[start of Data to use]

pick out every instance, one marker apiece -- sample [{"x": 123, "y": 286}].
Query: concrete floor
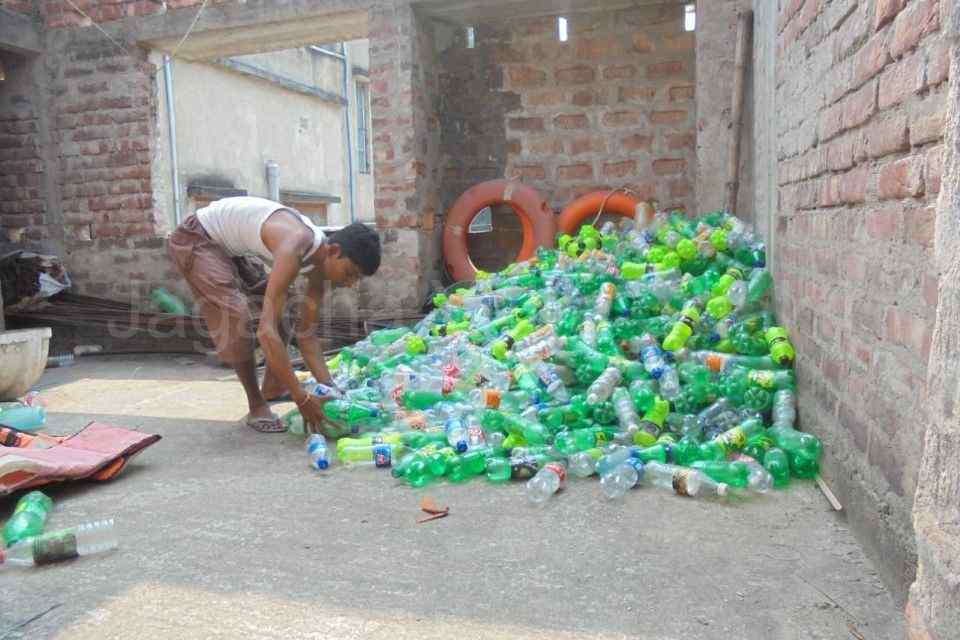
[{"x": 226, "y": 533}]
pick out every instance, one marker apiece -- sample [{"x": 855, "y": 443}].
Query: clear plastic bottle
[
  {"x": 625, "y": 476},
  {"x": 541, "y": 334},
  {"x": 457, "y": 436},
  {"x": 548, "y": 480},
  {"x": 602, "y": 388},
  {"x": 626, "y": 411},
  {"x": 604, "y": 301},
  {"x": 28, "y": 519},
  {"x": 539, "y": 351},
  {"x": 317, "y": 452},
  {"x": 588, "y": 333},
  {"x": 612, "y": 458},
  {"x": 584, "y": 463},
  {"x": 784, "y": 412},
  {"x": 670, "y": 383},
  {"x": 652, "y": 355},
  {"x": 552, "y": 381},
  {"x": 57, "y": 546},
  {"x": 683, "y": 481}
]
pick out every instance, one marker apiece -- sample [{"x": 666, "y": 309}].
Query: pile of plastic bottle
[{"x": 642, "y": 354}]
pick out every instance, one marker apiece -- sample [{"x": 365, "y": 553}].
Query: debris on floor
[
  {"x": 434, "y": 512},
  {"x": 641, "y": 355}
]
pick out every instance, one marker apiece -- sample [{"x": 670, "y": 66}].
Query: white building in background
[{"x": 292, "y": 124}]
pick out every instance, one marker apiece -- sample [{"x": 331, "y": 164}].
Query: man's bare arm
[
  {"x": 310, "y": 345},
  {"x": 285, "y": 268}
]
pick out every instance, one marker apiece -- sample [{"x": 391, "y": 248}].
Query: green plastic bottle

[end of Data to use]
[start of Data to use]

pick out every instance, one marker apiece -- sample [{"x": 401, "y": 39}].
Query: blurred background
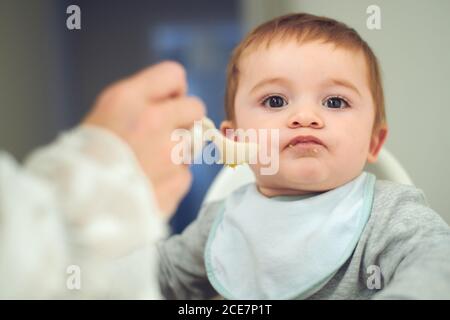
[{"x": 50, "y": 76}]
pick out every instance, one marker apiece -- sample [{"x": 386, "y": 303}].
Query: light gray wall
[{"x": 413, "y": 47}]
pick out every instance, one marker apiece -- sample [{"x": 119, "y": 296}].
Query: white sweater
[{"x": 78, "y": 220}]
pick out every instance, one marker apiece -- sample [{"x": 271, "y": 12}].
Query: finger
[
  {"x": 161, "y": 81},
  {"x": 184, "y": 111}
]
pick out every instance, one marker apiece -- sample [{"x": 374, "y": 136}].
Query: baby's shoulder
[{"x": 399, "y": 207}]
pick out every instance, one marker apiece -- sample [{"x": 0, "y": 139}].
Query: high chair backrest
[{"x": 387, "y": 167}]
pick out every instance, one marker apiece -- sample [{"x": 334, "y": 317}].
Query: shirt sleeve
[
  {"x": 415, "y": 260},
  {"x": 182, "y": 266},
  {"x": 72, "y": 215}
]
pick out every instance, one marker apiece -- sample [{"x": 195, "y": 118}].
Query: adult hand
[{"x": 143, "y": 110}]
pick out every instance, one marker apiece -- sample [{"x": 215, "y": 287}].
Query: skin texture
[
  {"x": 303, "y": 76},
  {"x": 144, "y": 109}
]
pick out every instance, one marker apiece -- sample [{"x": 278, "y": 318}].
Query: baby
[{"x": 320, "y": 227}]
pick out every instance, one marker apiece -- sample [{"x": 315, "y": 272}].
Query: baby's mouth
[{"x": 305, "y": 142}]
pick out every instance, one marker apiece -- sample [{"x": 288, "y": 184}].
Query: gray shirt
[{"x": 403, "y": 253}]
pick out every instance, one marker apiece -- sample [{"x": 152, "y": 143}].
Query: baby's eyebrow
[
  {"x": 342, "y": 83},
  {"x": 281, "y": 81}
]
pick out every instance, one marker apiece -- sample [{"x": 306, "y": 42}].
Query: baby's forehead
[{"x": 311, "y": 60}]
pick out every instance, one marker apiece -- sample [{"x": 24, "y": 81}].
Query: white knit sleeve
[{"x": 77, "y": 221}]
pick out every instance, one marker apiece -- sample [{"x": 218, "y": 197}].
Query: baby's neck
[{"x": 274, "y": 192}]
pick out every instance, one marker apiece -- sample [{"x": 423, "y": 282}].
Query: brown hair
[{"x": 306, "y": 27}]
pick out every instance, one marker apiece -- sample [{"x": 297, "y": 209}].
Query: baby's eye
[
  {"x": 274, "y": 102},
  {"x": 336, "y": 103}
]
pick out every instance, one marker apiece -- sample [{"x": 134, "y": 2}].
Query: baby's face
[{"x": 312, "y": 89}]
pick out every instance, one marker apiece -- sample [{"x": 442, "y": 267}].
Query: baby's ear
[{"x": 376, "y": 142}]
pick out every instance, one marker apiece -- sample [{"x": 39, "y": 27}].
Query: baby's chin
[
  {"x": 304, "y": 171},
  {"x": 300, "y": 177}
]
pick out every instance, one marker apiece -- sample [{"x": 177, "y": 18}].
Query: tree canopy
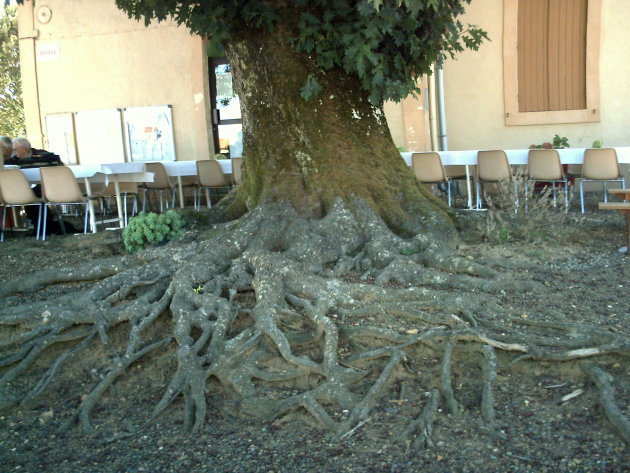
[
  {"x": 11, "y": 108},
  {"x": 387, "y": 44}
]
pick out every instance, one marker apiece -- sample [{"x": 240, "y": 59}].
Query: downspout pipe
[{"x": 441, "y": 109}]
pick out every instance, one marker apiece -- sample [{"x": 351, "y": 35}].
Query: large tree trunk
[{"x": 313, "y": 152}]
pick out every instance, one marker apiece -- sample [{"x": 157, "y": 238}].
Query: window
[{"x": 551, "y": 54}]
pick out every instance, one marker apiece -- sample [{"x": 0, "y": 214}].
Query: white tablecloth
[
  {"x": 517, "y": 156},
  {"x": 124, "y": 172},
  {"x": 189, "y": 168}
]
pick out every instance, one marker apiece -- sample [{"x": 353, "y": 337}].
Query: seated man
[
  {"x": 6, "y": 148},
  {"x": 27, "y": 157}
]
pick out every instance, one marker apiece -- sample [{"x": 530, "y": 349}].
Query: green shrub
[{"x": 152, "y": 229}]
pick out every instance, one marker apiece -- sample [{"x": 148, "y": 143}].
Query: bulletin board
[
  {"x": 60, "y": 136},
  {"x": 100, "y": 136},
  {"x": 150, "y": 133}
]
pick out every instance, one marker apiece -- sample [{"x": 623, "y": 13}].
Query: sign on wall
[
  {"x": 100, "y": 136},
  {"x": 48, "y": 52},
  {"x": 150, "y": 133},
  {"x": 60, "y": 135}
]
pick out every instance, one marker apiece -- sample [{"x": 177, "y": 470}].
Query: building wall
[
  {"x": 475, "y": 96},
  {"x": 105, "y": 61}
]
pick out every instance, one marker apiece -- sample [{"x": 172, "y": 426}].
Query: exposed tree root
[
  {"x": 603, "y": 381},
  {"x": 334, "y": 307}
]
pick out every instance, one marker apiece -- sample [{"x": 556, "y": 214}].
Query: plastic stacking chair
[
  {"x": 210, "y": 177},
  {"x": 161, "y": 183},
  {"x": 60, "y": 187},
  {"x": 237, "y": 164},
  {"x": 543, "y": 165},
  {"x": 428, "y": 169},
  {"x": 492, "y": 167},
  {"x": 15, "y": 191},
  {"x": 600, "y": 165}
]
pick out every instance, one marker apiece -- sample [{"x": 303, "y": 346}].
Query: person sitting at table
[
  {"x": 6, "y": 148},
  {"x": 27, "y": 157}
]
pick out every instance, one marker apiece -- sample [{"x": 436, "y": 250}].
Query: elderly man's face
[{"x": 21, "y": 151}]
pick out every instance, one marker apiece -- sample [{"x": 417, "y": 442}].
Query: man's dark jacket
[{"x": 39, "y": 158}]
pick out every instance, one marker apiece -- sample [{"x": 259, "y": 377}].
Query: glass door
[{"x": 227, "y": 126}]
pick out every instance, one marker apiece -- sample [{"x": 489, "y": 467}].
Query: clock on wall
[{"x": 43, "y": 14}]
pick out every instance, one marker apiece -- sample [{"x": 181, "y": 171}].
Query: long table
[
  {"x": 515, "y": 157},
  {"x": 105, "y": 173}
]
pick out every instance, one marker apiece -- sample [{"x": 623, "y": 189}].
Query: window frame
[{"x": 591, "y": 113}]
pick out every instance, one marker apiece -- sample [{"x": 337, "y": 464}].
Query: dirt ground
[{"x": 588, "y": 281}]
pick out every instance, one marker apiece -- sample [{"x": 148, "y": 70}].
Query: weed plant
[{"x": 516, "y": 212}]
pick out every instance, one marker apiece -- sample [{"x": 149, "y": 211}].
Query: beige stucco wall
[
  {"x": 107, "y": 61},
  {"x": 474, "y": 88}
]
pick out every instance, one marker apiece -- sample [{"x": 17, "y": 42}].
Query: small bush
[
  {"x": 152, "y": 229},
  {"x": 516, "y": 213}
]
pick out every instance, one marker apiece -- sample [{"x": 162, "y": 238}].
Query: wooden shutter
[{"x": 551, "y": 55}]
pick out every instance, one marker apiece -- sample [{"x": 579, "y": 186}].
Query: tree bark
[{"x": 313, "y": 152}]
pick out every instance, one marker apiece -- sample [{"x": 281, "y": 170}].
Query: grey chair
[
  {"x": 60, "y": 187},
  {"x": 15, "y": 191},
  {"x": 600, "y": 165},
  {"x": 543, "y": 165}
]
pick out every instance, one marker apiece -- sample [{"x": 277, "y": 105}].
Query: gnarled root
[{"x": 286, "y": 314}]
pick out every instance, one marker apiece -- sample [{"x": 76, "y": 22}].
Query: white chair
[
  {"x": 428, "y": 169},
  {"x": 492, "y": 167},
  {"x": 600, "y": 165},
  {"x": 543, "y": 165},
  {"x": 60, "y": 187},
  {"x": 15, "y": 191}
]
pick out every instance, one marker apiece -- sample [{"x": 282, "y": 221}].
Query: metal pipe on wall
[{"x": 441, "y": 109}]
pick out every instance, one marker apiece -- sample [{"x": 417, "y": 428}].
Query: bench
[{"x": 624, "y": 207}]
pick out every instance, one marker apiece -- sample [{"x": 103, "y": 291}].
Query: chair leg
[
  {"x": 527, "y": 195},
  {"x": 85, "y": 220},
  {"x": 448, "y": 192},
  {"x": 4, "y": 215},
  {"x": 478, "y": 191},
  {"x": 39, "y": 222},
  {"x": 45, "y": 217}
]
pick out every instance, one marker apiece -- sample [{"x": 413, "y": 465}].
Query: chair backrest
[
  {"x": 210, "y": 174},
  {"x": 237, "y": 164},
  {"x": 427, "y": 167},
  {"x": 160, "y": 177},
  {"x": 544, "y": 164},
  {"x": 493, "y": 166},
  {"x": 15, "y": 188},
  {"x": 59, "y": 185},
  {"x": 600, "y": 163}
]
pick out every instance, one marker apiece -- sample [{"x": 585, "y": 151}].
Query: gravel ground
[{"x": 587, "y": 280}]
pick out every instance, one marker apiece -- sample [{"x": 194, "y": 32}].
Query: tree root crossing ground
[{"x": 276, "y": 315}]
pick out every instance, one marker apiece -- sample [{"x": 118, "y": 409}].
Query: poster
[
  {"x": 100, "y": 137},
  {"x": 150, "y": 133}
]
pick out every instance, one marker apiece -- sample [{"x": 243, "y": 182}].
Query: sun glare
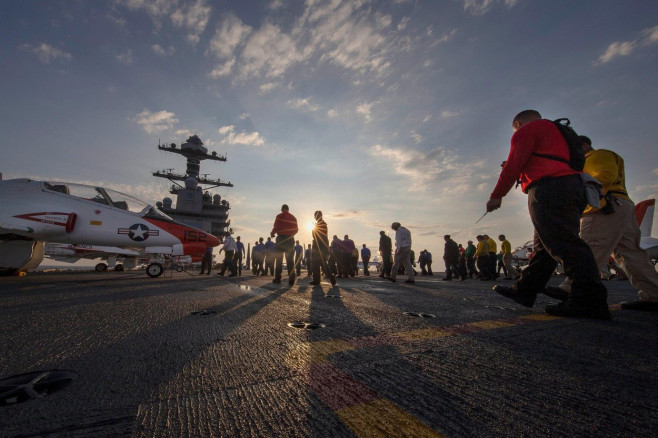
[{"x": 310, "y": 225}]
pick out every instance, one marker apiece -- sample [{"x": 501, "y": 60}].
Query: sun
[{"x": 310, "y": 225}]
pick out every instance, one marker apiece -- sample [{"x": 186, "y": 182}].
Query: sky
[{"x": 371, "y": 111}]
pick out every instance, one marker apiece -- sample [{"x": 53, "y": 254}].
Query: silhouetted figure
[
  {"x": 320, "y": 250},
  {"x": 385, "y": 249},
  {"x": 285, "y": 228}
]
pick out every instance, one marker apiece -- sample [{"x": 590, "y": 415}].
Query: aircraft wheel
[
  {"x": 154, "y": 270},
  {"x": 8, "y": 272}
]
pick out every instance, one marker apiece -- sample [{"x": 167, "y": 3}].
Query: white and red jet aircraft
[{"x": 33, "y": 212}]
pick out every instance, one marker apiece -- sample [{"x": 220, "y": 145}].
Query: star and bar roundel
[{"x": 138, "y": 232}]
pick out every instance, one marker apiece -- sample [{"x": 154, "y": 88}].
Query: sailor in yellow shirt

[end of Data to use]
[start of Data to use]

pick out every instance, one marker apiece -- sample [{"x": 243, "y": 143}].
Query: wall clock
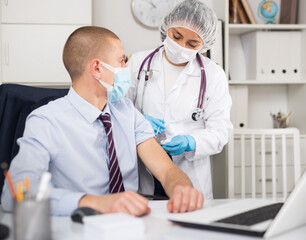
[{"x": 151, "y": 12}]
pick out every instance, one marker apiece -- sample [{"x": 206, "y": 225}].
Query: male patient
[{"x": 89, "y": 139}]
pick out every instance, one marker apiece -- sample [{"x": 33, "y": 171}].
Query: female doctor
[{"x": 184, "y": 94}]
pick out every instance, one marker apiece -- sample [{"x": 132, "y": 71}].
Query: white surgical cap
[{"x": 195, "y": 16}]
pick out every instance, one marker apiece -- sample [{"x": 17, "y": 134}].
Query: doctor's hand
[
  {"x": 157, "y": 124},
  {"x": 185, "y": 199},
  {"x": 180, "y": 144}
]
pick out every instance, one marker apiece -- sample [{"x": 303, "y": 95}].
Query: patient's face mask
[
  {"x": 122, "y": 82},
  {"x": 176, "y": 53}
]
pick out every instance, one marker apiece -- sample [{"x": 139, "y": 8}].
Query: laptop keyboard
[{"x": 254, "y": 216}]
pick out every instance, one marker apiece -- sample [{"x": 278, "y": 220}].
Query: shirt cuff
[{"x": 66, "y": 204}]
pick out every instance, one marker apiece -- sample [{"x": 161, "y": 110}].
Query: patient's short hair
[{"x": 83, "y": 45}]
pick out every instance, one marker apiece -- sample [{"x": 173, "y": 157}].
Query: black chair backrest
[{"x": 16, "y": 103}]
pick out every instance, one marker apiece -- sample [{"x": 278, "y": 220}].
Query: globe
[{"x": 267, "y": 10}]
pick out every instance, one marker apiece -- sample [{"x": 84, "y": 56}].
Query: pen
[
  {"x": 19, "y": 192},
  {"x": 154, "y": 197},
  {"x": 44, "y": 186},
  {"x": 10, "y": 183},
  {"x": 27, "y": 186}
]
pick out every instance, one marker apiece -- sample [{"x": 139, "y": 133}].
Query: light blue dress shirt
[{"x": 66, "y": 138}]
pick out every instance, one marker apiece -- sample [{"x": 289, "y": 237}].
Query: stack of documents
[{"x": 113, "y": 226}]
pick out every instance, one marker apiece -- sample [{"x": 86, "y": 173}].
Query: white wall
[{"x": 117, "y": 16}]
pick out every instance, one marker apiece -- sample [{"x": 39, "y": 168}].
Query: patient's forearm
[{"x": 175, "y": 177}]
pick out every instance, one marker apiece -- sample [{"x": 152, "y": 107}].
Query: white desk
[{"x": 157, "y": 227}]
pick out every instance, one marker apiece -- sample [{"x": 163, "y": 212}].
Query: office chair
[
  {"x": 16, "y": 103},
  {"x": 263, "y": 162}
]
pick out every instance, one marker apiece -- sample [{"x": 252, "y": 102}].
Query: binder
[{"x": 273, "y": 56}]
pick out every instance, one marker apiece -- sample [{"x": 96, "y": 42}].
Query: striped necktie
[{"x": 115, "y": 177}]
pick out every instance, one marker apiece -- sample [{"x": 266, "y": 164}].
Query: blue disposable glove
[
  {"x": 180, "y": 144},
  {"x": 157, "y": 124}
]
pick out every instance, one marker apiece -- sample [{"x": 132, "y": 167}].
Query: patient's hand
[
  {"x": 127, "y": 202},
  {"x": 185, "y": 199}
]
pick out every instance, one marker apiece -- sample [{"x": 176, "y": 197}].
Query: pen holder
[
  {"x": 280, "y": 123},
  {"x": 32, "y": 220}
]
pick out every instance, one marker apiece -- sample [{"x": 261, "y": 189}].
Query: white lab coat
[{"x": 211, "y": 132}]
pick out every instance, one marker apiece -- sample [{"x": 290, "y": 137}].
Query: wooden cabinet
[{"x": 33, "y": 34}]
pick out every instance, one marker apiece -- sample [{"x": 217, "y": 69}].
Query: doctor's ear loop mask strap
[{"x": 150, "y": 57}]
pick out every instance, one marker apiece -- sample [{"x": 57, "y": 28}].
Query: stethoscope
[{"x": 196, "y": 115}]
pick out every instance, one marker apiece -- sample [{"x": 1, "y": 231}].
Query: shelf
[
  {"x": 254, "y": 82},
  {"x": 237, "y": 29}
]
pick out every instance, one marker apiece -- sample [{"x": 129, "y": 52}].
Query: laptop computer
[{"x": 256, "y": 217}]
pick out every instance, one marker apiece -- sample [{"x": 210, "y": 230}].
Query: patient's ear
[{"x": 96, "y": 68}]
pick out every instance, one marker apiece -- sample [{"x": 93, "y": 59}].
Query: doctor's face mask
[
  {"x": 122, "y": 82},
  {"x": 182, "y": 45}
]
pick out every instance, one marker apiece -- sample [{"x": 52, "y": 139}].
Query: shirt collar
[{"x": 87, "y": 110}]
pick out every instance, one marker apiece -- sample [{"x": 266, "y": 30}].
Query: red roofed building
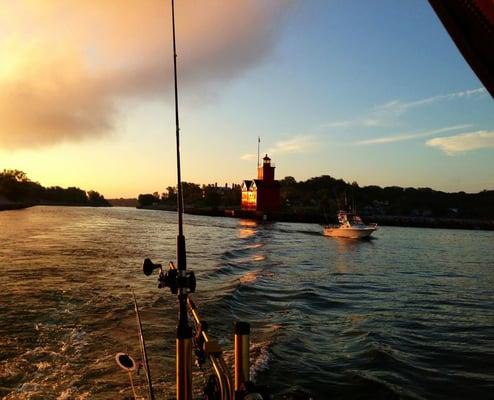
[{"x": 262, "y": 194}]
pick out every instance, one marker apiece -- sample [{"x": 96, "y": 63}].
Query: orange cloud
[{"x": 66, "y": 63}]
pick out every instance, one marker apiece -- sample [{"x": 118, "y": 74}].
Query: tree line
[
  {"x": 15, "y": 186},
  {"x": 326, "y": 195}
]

[end of Data to use]

(Your objective): Pull out every line of the entries that contains the string "laptop", and copy each one unchanged.

(Right answer):
Query: laptop keyboard
Query: laptop computer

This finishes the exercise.